(Brief): In the records below, copy out everything from the line containing "the low stone" down to the line containing "column 98, row 517", both of those lines included.

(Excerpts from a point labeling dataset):

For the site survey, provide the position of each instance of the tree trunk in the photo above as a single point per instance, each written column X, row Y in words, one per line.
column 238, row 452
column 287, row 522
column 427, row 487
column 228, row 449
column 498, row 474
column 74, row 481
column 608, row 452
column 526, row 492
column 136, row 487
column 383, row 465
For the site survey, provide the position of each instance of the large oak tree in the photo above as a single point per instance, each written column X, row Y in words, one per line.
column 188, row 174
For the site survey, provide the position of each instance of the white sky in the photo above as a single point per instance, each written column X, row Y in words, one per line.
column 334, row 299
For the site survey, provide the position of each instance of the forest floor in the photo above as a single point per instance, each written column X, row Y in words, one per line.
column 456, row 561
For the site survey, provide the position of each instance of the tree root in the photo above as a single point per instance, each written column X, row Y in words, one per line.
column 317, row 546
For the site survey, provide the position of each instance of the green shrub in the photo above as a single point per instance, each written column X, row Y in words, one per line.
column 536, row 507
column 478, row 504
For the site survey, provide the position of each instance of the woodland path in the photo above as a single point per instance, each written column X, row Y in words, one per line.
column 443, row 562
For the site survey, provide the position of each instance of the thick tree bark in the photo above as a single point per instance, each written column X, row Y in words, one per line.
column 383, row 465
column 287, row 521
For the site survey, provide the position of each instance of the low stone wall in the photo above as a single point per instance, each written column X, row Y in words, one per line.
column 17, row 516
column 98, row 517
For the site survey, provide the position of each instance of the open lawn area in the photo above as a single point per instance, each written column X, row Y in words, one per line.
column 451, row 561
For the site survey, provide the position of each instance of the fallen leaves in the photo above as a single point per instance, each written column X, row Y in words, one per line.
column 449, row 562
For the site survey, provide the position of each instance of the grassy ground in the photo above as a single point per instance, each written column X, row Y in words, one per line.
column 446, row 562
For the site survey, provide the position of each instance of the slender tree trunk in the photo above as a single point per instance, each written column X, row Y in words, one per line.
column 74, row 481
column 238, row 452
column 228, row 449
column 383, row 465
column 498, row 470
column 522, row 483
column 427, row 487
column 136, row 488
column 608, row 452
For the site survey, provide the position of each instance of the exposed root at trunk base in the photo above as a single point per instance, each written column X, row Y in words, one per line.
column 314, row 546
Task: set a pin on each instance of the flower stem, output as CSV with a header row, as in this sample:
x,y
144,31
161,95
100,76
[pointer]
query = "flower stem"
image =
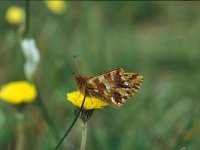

(Solution):
For the site survey, provide the position of each instance of the low stone wall in the photo above as a single point per instance, each written column X, row Y in words, one per line.
column 17, row 516
column 98, row 517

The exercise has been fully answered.